• [WORK ORDER]
Go line by line through the data below and count those that hold "concrete". Return only the number.

Dataset entries
━━━━━━━━━━━━━━━━━━━━━━━━━━━━━━

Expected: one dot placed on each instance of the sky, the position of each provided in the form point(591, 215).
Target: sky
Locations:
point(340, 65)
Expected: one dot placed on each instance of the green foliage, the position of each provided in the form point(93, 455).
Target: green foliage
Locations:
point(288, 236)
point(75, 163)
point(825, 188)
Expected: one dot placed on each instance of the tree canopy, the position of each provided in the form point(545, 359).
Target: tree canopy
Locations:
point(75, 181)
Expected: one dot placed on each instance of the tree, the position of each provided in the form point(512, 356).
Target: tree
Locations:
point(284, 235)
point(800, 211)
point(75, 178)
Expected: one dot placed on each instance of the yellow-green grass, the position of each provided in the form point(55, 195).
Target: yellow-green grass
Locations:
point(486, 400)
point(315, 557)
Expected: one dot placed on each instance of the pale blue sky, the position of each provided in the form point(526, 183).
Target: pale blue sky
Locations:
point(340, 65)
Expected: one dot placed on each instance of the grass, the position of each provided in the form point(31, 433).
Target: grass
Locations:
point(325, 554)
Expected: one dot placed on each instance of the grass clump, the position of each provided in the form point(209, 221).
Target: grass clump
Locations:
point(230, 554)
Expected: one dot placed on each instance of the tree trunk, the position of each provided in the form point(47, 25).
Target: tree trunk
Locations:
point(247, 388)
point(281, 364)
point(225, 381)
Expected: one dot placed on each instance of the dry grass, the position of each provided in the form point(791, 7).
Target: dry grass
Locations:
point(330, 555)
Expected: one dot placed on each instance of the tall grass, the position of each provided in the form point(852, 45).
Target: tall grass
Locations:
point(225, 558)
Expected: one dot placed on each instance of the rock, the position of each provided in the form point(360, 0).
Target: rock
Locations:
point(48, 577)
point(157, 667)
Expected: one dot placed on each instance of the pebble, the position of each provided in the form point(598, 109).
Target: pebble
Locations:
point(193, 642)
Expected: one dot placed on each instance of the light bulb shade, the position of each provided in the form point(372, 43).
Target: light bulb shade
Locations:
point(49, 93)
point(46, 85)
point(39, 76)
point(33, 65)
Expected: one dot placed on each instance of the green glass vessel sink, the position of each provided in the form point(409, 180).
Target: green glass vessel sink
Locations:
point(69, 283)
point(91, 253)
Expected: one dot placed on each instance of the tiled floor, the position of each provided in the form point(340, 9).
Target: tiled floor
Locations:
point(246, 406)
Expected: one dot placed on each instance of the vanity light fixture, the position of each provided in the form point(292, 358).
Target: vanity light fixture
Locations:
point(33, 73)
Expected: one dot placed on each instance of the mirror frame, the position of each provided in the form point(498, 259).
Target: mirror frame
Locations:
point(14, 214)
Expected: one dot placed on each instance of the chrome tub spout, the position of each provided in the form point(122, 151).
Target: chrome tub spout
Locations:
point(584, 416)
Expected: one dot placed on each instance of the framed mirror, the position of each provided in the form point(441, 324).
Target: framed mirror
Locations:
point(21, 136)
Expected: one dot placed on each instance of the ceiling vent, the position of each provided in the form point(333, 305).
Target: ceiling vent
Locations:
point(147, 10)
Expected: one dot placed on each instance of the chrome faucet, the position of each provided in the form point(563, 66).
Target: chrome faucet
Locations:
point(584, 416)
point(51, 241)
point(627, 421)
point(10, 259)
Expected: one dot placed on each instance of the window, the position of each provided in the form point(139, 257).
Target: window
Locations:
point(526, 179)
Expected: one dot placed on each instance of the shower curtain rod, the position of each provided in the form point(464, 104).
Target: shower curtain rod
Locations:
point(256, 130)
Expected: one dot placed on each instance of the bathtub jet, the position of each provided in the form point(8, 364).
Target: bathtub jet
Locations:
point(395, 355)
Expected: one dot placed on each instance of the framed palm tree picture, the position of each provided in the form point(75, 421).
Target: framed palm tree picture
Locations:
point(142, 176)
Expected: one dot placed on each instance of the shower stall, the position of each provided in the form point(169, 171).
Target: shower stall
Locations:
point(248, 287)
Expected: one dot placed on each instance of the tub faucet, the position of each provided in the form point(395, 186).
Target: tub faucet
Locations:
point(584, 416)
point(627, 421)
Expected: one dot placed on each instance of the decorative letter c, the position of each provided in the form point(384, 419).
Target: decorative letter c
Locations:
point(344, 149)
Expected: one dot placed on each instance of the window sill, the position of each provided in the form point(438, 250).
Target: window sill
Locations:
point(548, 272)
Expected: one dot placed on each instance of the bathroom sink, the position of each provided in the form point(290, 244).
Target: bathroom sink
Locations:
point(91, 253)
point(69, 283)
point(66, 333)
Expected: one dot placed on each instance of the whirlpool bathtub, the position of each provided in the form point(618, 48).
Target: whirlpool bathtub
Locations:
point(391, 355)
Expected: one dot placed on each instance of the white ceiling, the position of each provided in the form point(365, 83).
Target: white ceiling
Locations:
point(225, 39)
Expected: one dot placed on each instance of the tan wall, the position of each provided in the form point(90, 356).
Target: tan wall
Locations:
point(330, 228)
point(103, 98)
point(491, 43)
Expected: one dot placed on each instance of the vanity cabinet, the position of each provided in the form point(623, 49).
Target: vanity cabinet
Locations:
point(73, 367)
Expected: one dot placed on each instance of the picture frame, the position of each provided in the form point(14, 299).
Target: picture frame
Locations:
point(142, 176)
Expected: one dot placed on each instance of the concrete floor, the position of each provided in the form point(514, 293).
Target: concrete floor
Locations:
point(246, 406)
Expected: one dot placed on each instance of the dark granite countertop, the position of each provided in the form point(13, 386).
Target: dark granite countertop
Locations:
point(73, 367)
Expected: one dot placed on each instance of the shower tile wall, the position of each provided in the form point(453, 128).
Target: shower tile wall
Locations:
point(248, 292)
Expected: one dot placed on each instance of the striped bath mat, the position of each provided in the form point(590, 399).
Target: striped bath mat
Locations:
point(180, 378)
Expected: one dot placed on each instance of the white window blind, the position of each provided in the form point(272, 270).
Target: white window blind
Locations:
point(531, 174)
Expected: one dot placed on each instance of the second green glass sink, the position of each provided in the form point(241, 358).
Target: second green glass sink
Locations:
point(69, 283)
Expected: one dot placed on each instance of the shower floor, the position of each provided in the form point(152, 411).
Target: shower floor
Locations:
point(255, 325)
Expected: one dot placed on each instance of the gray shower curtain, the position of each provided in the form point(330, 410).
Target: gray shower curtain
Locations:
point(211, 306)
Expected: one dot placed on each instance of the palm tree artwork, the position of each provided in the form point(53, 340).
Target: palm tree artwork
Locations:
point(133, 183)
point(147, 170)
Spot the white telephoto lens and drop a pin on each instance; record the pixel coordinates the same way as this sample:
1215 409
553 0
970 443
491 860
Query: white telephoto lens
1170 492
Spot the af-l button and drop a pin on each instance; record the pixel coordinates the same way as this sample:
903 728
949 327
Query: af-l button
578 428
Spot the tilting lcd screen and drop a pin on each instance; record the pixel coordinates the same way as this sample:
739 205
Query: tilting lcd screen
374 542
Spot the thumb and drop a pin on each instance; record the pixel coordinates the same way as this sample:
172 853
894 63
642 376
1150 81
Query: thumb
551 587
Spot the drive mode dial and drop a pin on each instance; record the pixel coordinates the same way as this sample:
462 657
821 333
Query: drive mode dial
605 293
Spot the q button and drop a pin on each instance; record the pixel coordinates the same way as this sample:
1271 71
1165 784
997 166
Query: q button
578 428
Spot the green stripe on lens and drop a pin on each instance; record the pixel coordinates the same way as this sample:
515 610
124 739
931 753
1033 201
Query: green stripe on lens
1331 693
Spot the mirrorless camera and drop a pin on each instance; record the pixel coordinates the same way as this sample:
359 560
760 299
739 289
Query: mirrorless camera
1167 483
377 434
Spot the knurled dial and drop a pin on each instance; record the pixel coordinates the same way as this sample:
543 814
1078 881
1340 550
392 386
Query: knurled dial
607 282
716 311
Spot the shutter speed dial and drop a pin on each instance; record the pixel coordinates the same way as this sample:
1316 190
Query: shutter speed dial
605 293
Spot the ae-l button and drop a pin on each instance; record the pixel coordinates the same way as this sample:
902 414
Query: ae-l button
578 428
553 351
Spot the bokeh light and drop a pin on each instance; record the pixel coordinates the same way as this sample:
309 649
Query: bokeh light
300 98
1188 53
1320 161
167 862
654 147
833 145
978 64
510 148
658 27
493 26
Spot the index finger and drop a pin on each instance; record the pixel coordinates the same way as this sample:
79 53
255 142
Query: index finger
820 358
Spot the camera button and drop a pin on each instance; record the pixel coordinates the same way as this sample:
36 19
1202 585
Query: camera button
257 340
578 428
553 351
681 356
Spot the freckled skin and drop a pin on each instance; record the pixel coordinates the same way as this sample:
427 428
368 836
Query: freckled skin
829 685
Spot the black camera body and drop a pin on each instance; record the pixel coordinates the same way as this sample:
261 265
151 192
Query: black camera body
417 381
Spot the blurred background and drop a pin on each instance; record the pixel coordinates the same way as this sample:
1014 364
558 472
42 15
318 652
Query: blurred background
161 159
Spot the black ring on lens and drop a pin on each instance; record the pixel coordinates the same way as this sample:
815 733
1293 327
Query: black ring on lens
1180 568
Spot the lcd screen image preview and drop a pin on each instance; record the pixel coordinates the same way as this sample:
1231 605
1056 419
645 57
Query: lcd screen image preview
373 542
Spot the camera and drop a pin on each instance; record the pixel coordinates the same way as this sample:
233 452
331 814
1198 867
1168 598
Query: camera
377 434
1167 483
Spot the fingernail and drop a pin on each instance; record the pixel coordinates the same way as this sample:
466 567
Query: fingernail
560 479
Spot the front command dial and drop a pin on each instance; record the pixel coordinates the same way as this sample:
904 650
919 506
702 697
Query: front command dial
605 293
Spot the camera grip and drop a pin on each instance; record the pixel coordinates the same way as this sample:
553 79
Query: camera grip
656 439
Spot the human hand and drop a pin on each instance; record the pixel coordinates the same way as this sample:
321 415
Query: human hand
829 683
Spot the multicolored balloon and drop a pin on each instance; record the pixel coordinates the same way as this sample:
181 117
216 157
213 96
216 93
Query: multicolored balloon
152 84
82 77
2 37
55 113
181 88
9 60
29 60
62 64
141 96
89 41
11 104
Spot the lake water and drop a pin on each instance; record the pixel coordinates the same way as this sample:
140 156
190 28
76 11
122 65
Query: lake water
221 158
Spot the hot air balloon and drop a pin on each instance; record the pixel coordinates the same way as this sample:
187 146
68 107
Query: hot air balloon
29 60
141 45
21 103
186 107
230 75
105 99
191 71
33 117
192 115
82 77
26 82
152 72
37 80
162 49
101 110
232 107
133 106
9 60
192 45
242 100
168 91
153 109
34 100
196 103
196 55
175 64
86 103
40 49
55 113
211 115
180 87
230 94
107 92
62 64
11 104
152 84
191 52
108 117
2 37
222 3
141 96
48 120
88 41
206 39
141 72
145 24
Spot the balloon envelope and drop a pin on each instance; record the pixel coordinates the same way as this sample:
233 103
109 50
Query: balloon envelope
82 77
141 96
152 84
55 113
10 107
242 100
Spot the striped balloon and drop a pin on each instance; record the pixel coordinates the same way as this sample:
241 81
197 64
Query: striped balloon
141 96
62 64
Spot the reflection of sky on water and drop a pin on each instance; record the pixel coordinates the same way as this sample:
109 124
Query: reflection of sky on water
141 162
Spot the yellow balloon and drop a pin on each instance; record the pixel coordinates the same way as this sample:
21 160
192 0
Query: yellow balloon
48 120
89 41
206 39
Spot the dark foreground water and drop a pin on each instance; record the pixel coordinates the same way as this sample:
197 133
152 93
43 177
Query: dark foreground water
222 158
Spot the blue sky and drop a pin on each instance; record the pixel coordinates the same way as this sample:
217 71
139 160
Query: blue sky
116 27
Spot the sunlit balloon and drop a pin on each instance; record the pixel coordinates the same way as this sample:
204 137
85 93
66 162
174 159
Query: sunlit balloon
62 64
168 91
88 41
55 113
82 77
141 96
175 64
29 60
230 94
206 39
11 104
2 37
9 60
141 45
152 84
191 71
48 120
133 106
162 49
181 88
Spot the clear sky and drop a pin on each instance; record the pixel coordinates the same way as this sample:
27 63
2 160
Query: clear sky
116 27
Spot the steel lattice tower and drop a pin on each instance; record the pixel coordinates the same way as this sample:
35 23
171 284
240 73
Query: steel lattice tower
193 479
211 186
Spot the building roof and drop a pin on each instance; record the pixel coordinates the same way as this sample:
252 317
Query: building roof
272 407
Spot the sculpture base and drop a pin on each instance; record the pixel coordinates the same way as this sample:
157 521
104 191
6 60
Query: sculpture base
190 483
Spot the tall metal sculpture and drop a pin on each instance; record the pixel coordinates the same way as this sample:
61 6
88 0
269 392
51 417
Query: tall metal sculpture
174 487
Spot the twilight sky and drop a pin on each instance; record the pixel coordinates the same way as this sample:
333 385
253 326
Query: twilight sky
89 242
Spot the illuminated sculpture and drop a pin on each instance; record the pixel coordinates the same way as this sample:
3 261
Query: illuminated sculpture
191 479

━━━━━━━━━━━━━━━━━━━━━━━━━━━━━━

• [RESULT OF THIS EXERCISE]
2